--- WHAT IS ASKED ---
[1] Summarize the biography of Nelia Penman in two sentences.
[2] According to the biography of Nelia Penman, in what year was her marriage to Derek Penman dissolved?
[3] Transcribe the passage of the biography of Nelia Penman starting at "Penman in 1947" and ending at "was educated privately.".

--- EXTRACT TO READ ---
= Nelia Penman =

Penman in 1947

Nelia Penman (née Muspratt; 6 November 1915 – 16 August 2017) was a British Liberal Party politician and barrister.

==Background==
She was born Nelia Muspratt, a daughter of Clifford Muspratt and Bertha Noble. in Hampstead, London. She was part of an established Liverpool Liberal family; she was the niece of the MP Max Muspratt and the suffragists Nessie Stewart-Brown and Julia Solly and granddaughter of the industrialist Edmund Knowles Muspratt. She was educated privately.

On 29 May 1947 she married Derek Penman. They had three daughters, Fiona, Alison and Wendy. The marriage was dissolved in 1974.

==Career==
She trained as a fencing instructor. She joined the Ministry of Information during the war and also served as a station officer with the London Ambulance Service. In 1945 she became a barrister, being Called to the Bar by Gray's Inn.

==Political career==
While in her early twenties her activity in the Liberal party took the form of membership of the 8.30 Club, a young Liberal group that monthly debated international issues from its founding in 1936 to 1939. In 1936 she advocated the creation of an International Police Force under the control of the League of Nations. In 1937 she advocated the suppression of Fascist and Communist propaganda. In 1938 she was selected as Liberal prospective parliamentary candidate for Liverpool Wavertree for a general election expected to take place in 1939/40. It was not a promising seat, although the Liberals had won the seat in 1923, they had come fourth at a by-election in 1935. During the war, she continued as PPC for Wavertree and spoke at the 1941 Liberal Assembly in favour of the creation of a Ministry of Civil Defence.

--- INFORMATION SHOWN ---
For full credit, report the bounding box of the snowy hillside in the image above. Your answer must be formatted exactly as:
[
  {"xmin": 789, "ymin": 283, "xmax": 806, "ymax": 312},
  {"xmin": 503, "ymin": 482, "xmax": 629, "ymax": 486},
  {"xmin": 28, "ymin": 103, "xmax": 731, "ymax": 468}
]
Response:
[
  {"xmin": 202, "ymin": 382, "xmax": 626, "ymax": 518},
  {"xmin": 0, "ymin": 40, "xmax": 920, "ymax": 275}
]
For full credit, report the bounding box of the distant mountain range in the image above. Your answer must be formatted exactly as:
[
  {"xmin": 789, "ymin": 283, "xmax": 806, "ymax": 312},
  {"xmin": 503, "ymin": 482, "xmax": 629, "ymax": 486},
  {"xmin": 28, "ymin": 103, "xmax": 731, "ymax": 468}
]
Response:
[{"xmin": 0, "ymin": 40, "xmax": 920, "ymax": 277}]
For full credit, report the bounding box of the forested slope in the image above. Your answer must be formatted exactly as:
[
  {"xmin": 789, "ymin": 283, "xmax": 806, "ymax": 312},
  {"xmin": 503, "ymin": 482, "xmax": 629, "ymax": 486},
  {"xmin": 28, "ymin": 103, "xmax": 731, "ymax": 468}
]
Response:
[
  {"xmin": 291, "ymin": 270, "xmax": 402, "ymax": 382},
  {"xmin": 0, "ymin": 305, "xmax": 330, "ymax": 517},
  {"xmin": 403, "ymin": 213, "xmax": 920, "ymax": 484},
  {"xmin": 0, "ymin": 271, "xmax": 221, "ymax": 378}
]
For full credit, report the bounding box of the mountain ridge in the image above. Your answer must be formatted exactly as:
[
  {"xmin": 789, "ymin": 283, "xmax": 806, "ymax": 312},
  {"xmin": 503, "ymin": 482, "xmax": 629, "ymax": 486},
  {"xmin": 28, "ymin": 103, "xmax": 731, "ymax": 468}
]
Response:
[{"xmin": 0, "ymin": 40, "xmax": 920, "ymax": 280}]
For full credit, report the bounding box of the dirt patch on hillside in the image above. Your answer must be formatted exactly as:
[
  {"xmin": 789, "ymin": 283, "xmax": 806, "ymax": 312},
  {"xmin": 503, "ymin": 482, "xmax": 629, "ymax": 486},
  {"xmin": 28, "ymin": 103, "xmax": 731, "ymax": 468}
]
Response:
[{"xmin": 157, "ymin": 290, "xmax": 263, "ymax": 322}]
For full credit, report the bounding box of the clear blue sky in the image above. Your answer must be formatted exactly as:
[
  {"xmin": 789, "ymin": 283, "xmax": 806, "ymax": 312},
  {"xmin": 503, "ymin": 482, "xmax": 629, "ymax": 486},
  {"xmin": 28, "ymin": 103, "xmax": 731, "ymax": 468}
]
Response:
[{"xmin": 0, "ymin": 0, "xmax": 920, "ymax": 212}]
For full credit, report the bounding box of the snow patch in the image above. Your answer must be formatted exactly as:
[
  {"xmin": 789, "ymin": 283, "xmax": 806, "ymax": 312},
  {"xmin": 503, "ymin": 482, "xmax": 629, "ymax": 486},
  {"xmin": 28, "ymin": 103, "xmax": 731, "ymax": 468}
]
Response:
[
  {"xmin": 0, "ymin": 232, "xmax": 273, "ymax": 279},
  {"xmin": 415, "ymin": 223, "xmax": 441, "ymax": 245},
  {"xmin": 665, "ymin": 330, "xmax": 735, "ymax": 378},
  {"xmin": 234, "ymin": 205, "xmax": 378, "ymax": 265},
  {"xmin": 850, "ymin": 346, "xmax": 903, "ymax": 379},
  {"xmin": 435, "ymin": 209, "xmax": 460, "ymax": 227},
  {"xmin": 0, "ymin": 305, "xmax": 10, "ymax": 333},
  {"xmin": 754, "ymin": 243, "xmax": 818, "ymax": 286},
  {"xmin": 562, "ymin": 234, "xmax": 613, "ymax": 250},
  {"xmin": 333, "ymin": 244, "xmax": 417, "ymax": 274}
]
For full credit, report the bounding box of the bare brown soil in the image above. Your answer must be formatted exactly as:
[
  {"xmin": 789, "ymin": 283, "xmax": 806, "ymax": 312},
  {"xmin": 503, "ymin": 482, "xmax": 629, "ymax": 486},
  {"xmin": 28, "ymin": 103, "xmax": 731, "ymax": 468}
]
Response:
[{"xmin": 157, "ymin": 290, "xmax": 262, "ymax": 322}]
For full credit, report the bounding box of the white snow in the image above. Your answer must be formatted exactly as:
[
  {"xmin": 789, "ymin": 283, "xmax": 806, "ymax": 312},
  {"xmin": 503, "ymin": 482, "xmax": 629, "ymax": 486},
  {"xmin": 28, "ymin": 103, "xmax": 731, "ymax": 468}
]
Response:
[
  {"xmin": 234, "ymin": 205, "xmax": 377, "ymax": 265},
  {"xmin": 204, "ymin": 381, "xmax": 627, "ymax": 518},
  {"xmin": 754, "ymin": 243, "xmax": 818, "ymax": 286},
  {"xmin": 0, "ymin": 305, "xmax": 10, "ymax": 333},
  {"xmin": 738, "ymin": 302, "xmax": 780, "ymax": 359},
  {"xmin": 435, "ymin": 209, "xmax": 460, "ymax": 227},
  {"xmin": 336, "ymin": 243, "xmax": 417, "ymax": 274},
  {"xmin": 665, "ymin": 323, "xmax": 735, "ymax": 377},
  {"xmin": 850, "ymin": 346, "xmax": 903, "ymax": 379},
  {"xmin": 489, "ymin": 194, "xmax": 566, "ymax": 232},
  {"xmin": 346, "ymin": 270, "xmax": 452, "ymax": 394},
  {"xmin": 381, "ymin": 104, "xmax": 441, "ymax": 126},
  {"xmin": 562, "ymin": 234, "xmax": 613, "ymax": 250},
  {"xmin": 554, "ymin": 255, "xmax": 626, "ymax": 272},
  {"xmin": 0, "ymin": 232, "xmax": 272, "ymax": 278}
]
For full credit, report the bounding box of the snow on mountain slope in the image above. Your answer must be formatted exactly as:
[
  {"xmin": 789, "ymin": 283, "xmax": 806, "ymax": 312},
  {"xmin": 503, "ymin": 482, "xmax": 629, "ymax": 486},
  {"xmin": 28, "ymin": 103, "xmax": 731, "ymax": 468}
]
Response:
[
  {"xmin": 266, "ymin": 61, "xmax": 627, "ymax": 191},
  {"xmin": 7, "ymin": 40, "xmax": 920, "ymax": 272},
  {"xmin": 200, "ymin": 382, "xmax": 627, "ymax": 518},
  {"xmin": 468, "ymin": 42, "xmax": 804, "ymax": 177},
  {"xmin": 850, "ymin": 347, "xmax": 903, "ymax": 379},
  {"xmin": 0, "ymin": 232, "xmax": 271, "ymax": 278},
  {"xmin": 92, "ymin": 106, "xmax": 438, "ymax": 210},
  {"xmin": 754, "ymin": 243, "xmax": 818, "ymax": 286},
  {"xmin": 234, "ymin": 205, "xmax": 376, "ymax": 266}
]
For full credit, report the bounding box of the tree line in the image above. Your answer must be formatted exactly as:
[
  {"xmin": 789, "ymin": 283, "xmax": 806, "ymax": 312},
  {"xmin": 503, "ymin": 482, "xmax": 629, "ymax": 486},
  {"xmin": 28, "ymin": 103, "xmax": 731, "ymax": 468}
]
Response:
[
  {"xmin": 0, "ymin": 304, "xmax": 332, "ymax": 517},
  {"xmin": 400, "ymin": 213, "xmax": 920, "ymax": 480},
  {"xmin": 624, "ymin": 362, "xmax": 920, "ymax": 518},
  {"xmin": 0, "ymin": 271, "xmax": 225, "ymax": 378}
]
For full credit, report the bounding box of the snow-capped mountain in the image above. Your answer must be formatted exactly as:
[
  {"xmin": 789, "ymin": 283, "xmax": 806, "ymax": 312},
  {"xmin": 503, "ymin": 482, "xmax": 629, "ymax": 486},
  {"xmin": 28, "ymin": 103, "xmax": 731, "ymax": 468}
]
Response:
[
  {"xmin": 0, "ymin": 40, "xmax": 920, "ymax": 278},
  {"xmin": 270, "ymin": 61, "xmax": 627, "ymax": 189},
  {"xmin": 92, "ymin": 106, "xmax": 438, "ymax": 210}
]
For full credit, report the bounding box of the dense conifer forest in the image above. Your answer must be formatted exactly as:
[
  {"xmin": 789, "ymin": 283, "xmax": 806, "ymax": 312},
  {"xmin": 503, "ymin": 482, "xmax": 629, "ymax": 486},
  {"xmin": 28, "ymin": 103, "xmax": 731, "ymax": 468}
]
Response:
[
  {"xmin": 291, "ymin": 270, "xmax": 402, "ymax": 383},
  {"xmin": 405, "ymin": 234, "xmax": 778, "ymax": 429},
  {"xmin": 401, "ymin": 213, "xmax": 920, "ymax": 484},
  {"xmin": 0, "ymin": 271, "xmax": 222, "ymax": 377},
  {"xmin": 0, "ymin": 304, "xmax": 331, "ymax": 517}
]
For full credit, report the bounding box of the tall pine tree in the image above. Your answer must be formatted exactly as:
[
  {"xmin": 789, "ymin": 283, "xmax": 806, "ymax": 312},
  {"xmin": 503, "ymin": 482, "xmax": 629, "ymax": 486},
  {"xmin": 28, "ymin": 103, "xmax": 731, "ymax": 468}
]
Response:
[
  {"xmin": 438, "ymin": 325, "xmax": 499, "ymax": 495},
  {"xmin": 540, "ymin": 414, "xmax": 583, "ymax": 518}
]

--- PER-TASK OUTPUTS ---
[1] Nelia Penman (née Muspratt, 1915–2017) was a British Liberal Party politician and barrister from an established Liverpool Liberal family. She joined the Ministry of Information during the war and served as a station officer with the London Ambulance Service, and in 1938 she was selected as Liberal prospective parliamentary candidate for Liverpool Wavertree, continuing in that role during the war.

[2] 1974

[3]
Penman in 1947

Nelia Penman (née Muspratt; 6 November 1915 – 16 August 2017) was a British Liberal Party politician and barrister.

==Background==
She was born Nelia Muspratt, a daughter of Clifford Muspratt and Bertha Noble. in Hampstead, London. She was part of an established Liverpool Liberal family; she was the niece of the MP Max Muspratt and the suffragists Nessie Stewart-Brown and Julia Solly and granddaughter of the industrialist Edmund Knowles Muspratt. She was educated privately.